# GIVEN PROBLEM
Please start at the line in the records containing "[spot] the white plastic bag" and copy every line through the end of the records, offsetting each number in the point coordinates by 70 and leaving everything else unchanged.

[Records in a dataset]
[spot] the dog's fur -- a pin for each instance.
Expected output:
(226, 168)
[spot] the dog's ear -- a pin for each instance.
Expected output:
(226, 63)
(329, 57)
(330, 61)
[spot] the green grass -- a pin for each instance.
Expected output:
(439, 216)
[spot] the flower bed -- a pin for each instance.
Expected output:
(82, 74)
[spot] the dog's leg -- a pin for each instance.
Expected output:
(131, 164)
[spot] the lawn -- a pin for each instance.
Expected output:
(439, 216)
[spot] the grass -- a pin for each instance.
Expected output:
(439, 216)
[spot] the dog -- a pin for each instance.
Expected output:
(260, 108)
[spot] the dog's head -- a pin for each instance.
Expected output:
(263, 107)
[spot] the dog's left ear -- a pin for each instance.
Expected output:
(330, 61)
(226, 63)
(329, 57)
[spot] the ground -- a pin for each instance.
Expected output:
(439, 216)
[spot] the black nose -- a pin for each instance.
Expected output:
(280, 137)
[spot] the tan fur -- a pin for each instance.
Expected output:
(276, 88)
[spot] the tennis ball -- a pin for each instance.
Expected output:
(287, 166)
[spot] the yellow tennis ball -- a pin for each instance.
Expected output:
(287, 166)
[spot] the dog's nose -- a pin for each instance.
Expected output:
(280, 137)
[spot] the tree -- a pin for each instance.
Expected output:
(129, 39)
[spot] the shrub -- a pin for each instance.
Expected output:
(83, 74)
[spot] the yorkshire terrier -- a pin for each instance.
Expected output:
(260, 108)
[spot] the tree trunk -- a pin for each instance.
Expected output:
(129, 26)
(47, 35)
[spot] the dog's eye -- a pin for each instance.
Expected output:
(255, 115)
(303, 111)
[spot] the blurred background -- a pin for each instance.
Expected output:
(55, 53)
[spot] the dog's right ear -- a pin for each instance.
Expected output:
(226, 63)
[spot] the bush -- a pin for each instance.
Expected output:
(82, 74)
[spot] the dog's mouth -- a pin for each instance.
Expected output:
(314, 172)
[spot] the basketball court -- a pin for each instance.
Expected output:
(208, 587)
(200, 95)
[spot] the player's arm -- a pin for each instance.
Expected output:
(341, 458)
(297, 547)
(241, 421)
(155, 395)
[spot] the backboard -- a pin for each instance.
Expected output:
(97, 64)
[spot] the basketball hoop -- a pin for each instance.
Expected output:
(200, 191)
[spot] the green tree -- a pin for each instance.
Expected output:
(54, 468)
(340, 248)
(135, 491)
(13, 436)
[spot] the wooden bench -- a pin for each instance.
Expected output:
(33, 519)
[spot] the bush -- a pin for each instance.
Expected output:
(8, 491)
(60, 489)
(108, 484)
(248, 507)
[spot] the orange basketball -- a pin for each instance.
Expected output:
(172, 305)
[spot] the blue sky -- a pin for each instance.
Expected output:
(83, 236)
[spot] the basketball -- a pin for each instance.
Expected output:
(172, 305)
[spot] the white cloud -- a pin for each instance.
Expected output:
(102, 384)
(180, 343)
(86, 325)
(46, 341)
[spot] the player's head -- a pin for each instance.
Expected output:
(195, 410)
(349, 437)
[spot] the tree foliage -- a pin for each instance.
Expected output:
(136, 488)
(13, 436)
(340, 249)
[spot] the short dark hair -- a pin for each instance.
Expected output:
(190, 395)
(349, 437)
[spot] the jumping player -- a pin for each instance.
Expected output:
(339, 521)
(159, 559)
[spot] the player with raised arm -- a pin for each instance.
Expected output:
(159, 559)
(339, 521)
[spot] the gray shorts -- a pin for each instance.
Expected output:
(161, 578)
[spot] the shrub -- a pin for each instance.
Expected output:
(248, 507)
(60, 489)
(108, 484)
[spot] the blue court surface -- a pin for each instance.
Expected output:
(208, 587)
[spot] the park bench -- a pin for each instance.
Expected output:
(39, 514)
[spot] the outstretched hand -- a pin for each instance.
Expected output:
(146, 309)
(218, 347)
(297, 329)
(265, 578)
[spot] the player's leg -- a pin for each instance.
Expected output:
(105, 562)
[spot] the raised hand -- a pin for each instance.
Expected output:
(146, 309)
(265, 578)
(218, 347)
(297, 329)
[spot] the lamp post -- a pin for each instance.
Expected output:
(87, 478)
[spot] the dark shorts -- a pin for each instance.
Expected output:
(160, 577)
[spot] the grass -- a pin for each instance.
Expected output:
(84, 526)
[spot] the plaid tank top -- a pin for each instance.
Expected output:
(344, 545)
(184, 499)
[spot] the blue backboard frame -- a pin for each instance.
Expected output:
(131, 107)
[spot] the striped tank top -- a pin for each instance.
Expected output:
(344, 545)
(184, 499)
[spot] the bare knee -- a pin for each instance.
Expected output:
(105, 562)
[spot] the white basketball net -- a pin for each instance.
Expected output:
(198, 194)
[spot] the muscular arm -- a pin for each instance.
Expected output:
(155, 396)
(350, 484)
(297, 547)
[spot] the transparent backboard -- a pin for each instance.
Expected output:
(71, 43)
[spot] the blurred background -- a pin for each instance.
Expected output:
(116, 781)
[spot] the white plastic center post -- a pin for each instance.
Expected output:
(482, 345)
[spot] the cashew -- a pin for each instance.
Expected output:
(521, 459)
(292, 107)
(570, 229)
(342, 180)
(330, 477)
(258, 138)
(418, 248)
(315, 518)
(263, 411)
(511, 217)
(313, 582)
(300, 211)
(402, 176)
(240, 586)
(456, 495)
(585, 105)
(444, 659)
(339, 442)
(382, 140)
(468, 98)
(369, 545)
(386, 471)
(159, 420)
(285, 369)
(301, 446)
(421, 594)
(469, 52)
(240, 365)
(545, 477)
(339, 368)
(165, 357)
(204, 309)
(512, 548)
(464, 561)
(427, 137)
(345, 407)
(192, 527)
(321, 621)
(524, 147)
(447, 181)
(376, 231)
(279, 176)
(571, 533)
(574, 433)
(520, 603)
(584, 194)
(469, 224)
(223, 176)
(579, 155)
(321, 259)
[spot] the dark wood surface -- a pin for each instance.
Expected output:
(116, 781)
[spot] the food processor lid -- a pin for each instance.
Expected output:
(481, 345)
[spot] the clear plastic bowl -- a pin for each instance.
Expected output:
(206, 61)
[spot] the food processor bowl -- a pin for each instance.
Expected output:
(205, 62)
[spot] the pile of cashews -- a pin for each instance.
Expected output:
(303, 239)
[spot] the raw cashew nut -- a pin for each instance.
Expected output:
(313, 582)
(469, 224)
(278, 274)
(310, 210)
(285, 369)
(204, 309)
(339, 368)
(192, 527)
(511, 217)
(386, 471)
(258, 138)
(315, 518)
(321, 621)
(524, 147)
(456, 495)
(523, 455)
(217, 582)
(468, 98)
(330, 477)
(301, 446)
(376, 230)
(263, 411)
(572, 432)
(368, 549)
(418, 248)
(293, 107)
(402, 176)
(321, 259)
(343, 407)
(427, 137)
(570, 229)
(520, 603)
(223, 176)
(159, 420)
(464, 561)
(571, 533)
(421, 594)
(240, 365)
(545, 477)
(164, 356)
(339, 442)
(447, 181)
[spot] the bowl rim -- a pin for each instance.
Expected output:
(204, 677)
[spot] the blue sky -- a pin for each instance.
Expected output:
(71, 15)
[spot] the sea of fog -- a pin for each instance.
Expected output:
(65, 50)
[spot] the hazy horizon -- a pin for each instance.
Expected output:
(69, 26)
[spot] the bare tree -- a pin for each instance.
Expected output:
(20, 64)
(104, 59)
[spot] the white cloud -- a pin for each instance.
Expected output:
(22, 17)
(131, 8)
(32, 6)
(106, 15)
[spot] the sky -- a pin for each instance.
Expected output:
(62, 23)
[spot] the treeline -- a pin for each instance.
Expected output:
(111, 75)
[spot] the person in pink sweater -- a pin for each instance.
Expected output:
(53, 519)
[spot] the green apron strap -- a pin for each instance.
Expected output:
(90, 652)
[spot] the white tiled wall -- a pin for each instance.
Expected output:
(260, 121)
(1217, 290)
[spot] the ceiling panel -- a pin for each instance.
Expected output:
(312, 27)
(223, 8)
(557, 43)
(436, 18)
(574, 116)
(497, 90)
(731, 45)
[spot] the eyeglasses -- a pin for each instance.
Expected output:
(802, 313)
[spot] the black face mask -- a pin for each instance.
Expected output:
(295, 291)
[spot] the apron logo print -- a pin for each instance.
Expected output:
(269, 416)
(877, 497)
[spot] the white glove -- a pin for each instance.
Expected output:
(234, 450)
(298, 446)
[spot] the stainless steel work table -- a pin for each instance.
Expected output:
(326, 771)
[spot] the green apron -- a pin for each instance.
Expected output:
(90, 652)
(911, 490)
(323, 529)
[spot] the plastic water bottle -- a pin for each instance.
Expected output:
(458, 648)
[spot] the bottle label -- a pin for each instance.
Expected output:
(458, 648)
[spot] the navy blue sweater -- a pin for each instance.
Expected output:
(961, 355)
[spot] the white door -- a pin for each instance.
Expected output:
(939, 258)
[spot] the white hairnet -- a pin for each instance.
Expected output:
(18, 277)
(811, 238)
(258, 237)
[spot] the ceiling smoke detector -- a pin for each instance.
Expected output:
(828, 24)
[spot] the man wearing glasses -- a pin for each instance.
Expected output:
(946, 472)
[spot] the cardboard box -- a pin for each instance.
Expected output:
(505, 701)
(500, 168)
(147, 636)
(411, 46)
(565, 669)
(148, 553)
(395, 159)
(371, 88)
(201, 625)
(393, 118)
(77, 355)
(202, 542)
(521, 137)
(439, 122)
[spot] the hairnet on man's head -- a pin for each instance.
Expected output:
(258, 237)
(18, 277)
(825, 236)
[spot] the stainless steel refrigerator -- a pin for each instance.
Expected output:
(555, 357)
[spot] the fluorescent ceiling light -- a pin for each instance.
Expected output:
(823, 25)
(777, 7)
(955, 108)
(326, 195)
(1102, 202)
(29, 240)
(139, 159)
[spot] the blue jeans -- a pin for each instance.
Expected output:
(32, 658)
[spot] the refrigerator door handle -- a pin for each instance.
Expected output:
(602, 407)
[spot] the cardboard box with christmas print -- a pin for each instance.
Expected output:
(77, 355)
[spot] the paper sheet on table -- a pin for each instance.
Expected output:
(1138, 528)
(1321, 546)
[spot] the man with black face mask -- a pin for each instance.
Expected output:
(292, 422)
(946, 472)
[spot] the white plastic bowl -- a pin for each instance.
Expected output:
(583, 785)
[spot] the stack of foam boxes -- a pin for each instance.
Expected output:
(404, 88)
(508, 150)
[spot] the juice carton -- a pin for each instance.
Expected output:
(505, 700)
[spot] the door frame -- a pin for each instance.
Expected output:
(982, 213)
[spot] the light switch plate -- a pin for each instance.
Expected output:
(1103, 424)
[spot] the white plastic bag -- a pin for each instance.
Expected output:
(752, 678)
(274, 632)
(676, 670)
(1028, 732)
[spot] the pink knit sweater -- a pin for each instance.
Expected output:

# RESPONSE TO THIS EXERCISE
[spot] the white plastic bag -- a pin for each instance.
Expected output:
(822, 748)
(344, 702)
(746, 740)
(1098, 802)
[spot] the pink knit sweater -- a pin for each instance.
Expected output:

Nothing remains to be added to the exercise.